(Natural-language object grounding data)

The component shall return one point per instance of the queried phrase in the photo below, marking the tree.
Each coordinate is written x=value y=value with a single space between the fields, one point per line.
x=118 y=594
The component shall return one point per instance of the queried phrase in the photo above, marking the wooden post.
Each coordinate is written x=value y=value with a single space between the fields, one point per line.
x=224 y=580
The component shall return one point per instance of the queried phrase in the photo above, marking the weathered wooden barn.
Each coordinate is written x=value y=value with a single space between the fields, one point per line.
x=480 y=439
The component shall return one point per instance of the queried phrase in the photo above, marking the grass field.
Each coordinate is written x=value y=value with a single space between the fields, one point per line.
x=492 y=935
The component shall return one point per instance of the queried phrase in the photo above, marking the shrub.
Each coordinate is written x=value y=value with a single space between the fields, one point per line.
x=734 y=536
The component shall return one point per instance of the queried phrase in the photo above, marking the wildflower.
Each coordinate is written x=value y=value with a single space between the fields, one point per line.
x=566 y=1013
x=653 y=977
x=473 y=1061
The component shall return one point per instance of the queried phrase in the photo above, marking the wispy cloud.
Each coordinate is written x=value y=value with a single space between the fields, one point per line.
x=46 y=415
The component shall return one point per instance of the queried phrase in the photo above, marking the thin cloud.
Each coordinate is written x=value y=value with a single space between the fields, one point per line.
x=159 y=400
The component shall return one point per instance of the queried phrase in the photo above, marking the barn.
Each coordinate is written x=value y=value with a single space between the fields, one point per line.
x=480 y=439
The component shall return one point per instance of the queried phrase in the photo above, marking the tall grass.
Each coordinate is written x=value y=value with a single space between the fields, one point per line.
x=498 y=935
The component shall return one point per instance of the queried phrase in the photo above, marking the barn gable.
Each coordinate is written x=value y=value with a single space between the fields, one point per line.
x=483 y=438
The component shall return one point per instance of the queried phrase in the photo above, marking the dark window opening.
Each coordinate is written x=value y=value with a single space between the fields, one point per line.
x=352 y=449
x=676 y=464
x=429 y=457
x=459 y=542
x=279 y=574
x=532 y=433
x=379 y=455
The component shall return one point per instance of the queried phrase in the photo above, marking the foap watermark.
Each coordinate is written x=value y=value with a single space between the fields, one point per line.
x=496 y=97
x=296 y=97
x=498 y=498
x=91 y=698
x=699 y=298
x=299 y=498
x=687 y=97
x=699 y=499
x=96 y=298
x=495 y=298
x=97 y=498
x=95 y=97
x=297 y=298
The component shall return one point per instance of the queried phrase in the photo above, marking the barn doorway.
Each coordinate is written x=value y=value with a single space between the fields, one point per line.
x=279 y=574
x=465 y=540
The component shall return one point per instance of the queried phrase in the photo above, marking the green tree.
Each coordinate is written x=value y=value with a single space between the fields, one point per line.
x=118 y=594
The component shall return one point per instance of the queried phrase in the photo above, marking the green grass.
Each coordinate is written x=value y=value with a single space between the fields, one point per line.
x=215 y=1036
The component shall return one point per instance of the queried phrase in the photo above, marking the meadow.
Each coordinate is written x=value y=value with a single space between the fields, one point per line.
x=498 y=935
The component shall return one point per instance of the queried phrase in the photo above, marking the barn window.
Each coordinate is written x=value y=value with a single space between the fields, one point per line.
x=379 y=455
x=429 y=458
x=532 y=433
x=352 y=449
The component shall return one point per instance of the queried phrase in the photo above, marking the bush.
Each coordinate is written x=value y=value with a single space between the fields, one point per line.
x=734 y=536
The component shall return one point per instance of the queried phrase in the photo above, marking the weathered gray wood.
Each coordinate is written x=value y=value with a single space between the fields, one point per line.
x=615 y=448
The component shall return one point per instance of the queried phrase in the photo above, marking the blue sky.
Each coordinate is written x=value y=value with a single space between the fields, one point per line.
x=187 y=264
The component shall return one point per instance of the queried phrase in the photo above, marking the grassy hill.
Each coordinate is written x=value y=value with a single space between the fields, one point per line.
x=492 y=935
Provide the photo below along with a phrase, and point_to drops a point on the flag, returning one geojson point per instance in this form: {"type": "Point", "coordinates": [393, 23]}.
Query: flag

TASK DIRECTIONS »
Apply a filter for "wooden" to the data above, then copy each line that matches.

ANSWER FOR THE TASK »
The component shall return one point per instance of the queried phrase in the photo above, marking the wooden post.
The component shall return one point per instance of the queried phrase in the photo above, marking the weathered wooden barn.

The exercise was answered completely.